**ABOUT THIS TASK**
So that the copy matches the original, write out every entry exactly.

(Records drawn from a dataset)
# # #

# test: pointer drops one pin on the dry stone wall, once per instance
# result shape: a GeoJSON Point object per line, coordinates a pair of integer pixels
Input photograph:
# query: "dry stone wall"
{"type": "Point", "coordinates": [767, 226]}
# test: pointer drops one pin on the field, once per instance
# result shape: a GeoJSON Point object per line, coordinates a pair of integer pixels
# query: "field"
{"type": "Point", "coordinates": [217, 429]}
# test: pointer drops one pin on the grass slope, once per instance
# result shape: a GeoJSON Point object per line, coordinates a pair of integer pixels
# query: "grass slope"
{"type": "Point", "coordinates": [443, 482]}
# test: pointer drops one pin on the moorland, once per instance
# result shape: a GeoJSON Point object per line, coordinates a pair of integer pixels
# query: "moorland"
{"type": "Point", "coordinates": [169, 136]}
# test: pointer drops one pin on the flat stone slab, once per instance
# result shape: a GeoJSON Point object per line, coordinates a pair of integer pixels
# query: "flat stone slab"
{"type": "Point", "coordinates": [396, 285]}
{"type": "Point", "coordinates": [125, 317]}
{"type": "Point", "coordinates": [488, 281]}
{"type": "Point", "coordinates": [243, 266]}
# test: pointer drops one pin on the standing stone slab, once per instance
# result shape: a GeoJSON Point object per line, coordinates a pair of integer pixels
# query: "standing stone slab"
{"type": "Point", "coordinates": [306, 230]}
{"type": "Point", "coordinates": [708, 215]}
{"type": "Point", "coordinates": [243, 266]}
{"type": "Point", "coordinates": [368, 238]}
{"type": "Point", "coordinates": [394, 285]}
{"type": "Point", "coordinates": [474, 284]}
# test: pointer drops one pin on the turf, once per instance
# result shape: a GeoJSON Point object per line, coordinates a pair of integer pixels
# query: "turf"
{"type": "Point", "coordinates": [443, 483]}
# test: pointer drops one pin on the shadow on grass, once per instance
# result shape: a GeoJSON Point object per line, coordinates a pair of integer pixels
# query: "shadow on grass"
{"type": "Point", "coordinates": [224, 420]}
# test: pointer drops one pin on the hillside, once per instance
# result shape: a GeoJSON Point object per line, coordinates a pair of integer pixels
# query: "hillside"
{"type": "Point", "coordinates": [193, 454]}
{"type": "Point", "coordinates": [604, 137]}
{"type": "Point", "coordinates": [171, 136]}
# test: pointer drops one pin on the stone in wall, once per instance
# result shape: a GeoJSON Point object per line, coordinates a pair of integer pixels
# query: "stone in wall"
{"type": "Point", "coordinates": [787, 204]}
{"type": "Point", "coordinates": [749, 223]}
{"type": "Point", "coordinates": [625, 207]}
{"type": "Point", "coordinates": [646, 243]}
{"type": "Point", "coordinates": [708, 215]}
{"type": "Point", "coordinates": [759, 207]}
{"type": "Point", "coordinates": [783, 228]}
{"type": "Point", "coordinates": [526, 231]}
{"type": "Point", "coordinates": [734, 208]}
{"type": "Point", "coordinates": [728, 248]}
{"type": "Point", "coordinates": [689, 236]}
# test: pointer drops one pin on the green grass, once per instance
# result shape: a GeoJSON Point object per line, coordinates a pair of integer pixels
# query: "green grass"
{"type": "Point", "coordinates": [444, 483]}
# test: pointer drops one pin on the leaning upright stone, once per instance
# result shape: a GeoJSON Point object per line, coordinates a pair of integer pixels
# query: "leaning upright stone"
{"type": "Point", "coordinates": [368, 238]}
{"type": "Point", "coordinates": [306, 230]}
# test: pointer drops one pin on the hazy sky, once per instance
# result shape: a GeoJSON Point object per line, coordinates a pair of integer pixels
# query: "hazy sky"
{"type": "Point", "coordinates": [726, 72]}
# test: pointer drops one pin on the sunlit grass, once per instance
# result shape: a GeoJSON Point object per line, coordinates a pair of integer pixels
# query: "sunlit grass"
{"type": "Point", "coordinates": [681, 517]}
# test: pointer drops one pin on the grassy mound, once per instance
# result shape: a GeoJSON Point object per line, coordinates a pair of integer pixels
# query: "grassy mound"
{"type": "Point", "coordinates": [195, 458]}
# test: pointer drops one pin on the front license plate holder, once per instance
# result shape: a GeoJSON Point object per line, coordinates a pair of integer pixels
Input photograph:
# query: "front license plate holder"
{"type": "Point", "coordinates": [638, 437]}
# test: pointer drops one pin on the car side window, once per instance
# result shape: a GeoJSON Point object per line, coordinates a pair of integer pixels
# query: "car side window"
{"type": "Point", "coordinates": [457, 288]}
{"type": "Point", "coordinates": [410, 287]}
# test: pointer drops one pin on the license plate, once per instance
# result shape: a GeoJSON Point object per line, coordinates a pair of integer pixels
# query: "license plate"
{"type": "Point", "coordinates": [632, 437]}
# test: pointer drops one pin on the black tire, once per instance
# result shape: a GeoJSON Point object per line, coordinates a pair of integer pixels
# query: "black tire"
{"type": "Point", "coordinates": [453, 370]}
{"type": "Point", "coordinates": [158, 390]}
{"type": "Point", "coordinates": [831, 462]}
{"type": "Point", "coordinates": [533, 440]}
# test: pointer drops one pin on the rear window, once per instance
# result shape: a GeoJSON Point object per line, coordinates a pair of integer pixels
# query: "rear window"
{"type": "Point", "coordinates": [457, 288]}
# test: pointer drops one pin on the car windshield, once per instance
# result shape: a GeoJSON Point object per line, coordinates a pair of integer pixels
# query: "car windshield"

# # #

**RESPONSE AREA**
# test: pointer drops one pin on the dry stone wall, once per instance
# result shape: a GeoJSON Point object per line, coordinates a pair of integer pixels
Input photograph:
# query: "dry stone wall"
{"type": "Point", "coordinates": [767, 226]}
# test: pointer drops one pin on the field, once per instance
# result shape: a GeoJSON Point object per line, coordinates a pair of integer pixels
# query: "field"
{"type": "Point", "coordinates": [217, 429]}
# test: pointer drops one pin on the grass slope, once per instance
# result shape: a GeoJSON Point object per line, coordinates a pair of integer pixels
# query: "grass slope"
{"type": "Point", "coordinates": [443, 482]}
# test: pointer drops one pin on the moorland, once per instance
# result shape: a GeoJSON Point object per line, coordinates a pair of integer pixels
# query: "moorland"
{"type": "Point", "coordinates": [169, 136]}
# test: pointer drops one pin on the flat stone slab, once per instance
# result shape: a GeoJSON Point object per line, coordinates a pair of integer pixels
# query: "flat stone slab"
{"type": "Point", "coordinates": [396, 285]}
{"type": "Point", "coordinates": [125, 317]}
{"type": "Point", "coordinates": [488, 281]}
{"type": "Point", "coordinates": [243, 266]}
# test: pointer drops one pin on the standing stone slab, once per instance
# result shape: a GeoJSON Point object per line, coordinates a pair of integer pixels
# query: "standing stone slab"
{"type": "Point", "coordinates": [306, 230]}
{"type": "Point", "coordinates": [708, 215]}
{"type": "Point", "coordinates": [243, 266]}
{"type": "Point", "coordinates": [368, 238]}
{"type": "Point", "coordinates": [394, 285]}
{"type": "Point", "coordinates": [474, 284]}
# test: pointer drops one pin on the turf, once per instance
# result shape: a GeoJSON Point object per line, coordinates a pair of integer pixels
# query: "turf"
{"type": "Point", "coordinates": [443, 483]}
# test: pointer drops one pin on the shadow on grass, once per instance
# result shape: a GeoJSON Point object per line, coordinates a pair of integer pixels
# query: "shadow on grass"
{"type": "Point", "coordinates": [224, 420]}
# test: pointer drops one pin on the hillside, once per instance
# result shape: a GeoJSON Point object per line, coordinates a pair of integer pixels
# query: "hillside"
{"type": "Point", "coordinates": [193, 454]}
{"type": "Point", "coordinates": [604, 137]}
{"type": "Point", "coordinates": [171, 136]}
# test: pointer drops one pin on the stone in wall, once per instance
# result shape: a GeoJSON Point object per line, coordinates a pair of integer pixels
# query: "stone in wall"
{"type": "Point", "coordinates": [787, 204]}
{"type": "Point", "coordinates": [749, 223]}
{"type": "Point", "coordinates": [625, 207]}
{"type": "Point", "coordinates": [646, 243]}
{"type": "Point", "coordinates": [708, 215]}
{"type": "Point", "coordinates": [759, 207]}
{"type": "Point", "coordinates": [783, 228]}
{"type": "Point", "coordinates": [526, 231]}
{"type": "Point", "coordinates": [734, 208]}
{"type": "Point", "coordinates": [728, 248]}
{"type": "Point", "coordinates": [689, 236]}
# test: pointer drops one pin on the green grass, once per instance
# result shape: a GeoJSON Point object per line, coordinates a pair of integer pixels
# query: "green grass"
{"type": "Point", "coordinates": [444, 483]}
# test: pointer drops one pin on the leaning upright stone, once per instance
# result shape: a GeoJSON Point object per line, coordinates a pair of integer pixels
# query: "leaning upright stone"
{"type": "Point", "coordinates": [368, 238]}
{"type": "Point", "coordinates": [306, 230]}
# test: pointer drops one pin on the hazy sky, once per instance
# result shape: a GeoJSON Point object per line, coordinates a pair of integer pixels
# query: "hazy sky"
{"type": "Point", "coordinates": [726, 72]}
# test: pointer drops one pin on the sunlit grass, once per instance
# result shape: a GeoJSON Point object per line, coordinates a pair of integer pixels
# query: "sunlit grass"
{"type": "Point", "coordinates": [681, 517]}
# test: pointer drops one pin on the grassy mound, once per instance
# result shape: a GeoJSON Point object per line, coordinates a pair of integer pixels
# query: "grassy mound"
{"type": "Point", "coordinates": [195, 458]}
# test: pointer drops one pin on the front license plate holder, once per instance
# result shape: a GeoJSON Point object per line, coordinates a pair of integer pixels
Input photograph:
# query: "front license plate holder"
{"type": "Point", "coordinates": [638, 437]}
# test: pointer drops one pin on the car side window, once per instance
# result shape: a GeoJSON Point object per line, coordinates a pair of integer pixels
# query: "car side window"
{"type": "Point", "coordinates": [457, 288]}
{"type": "Point", "coordinates": [410, 287]}
# test: pointer drops one pin on the license plate, once per instance
# result shape: a GeoJSON Point object per line, coordinates a pair of integer pixels
# query: "license plate"
{"type": "Point", "coordinates": [632, 437]}
# test: pointer drops one pin on the black tire, once per instance
# result shape: a GeoJSON Point object per line, coordinates a pair of integer pixels
# query: "black tire"
{"type": "Point", "coordinates": [453, 370]}
{"type": "Point", "coordinates": [158, 390]}
{"type": "Point", "coordinates": [831, 462]}
{"type": "Point", "coordinates": [533, 440]}
# test: pointer drops one pin on the rear window, once per instance
# result shape: a GeoJSON Point object per line, coordinates a pair of integer pixels
# query: "rear window"
{"type": "Point", "coordinates": [457, 288]}
# test: pointer drops one pin on the car windshield, once per instance
# result shape: a GeoJSON Point object per line, coordinates a pair of integer pixels
# query: "car windshield"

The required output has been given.